To do: Rewrite the lines below, replacing each "pointer" with "locator" and changing nothing else. Leave the pictures out of your answer.
— Begin Items —
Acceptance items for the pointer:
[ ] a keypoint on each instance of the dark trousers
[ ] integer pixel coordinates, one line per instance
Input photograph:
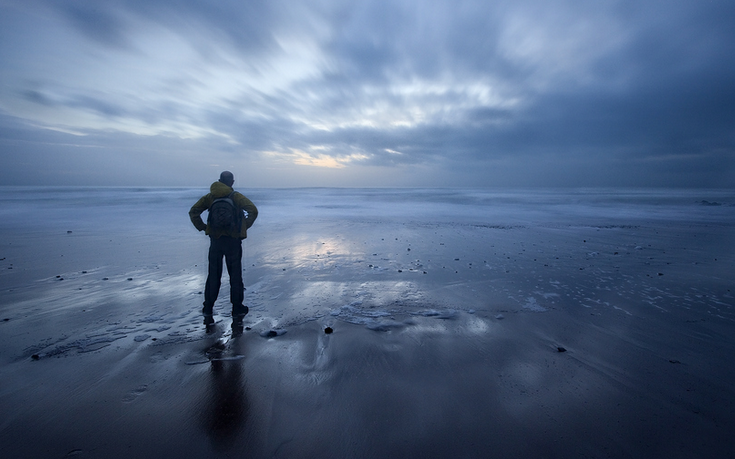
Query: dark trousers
(231, 249)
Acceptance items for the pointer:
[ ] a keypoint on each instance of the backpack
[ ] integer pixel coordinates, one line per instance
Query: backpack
(224, 216)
— End Items —
Finished exercise:
Acceptance items for the locator:
[ ] a keypoint on each instance of the dark trousers
[ ] integer pixel coordinates, one line per instance
Input photograph:
Query: dark trousers
(231, 249)
Acceptance items for the locator:
[ ] a keypoint on each instance of the backpack
[ ] integer pixel coordinates, one line per instance
Query: backpack
(224, 216)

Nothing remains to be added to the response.